TASK TO CARRY OUT: Count the lines in the entries below that contain the word "pole", and reply with that number alone.

DATA SUPPLIED:
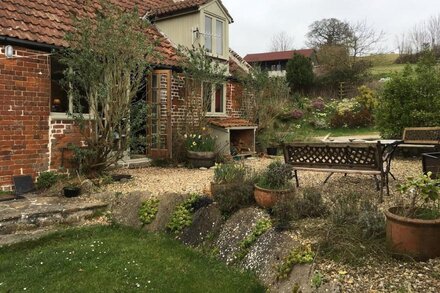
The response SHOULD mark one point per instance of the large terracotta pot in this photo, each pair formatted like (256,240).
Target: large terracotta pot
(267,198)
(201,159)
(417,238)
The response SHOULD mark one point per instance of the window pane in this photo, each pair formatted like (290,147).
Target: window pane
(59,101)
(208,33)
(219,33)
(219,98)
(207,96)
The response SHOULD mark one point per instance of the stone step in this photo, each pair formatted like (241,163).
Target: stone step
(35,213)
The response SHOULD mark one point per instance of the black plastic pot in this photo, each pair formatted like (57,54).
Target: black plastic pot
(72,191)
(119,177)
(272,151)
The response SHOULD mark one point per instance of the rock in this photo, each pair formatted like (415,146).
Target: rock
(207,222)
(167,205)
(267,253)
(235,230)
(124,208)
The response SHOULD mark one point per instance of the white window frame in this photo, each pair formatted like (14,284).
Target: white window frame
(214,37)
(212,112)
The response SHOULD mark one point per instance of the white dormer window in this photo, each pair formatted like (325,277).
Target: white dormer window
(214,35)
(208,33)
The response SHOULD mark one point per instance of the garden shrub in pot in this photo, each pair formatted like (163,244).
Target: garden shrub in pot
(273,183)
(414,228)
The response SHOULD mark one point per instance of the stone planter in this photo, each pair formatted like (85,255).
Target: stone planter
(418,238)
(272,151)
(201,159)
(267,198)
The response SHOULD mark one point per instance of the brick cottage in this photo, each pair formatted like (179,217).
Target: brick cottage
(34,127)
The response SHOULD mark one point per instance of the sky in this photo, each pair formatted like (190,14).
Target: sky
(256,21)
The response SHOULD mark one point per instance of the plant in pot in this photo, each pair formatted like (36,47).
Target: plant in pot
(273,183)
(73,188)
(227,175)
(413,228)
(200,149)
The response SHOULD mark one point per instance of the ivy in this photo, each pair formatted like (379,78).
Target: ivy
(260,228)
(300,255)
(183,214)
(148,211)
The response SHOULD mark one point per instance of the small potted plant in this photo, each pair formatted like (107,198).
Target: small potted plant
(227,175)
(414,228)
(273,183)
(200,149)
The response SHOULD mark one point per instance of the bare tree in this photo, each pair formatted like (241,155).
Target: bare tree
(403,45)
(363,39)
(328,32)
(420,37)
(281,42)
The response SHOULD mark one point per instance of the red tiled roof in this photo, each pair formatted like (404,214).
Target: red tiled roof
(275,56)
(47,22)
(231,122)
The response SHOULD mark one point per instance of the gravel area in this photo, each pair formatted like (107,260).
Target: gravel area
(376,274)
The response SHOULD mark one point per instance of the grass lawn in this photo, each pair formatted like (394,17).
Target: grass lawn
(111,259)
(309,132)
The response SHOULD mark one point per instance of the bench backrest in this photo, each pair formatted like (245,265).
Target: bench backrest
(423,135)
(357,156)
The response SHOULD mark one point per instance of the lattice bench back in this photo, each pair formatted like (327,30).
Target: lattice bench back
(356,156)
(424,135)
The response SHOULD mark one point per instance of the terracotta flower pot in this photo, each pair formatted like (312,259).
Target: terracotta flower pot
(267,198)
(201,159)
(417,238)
---
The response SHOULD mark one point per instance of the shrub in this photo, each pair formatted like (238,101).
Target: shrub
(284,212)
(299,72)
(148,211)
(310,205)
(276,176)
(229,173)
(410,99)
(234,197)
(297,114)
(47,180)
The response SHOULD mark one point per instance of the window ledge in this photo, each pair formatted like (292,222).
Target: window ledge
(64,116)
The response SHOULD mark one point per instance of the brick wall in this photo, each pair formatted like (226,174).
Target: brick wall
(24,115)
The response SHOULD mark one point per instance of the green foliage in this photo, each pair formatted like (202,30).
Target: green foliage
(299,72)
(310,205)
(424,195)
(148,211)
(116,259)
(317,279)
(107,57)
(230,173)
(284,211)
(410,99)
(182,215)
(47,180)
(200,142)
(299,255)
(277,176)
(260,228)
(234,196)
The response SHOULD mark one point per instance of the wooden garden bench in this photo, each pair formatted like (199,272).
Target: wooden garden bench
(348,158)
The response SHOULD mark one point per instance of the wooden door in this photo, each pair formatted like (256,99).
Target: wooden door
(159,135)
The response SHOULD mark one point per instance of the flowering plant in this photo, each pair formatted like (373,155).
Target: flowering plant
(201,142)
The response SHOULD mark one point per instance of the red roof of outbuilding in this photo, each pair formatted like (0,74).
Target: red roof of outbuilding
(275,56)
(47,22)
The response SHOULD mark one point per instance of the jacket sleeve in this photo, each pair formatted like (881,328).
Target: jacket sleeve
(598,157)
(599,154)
--
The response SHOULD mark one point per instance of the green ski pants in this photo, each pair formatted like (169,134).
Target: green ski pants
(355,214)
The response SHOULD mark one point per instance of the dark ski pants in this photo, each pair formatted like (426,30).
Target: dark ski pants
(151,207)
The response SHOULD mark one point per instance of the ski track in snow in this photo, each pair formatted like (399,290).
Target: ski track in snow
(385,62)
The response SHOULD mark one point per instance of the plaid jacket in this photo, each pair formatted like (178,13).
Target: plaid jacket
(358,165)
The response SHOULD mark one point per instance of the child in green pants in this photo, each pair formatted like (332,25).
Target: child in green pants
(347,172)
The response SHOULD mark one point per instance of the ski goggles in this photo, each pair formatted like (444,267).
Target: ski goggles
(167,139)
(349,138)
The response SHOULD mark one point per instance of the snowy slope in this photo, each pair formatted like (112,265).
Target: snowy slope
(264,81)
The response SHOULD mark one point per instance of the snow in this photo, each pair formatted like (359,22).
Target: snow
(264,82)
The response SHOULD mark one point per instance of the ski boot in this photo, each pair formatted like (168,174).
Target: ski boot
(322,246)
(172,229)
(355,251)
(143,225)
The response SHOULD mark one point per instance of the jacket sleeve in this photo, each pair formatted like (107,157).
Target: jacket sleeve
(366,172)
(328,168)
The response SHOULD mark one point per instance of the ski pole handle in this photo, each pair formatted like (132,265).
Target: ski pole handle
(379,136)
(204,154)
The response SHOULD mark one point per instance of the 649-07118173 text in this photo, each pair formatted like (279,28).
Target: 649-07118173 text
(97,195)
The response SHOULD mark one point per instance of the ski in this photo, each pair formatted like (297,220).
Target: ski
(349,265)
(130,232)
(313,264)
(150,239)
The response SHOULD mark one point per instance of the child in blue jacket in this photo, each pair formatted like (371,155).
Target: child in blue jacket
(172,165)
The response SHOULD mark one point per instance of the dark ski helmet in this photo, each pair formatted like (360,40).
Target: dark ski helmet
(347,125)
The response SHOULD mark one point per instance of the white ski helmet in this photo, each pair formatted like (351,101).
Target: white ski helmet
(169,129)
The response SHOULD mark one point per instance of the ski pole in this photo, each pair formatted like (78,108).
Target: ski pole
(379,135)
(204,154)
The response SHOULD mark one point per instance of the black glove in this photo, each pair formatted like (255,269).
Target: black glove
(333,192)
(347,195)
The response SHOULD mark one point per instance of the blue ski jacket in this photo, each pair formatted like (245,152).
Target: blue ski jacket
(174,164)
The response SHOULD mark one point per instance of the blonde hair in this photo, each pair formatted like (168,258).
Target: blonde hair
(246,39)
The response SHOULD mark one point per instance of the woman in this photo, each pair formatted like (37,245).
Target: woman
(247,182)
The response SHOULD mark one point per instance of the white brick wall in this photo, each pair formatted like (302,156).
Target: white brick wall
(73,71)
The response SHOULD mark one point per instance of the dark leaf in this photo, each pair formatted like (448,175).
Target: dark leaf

ANSWER TO THE TASK: 4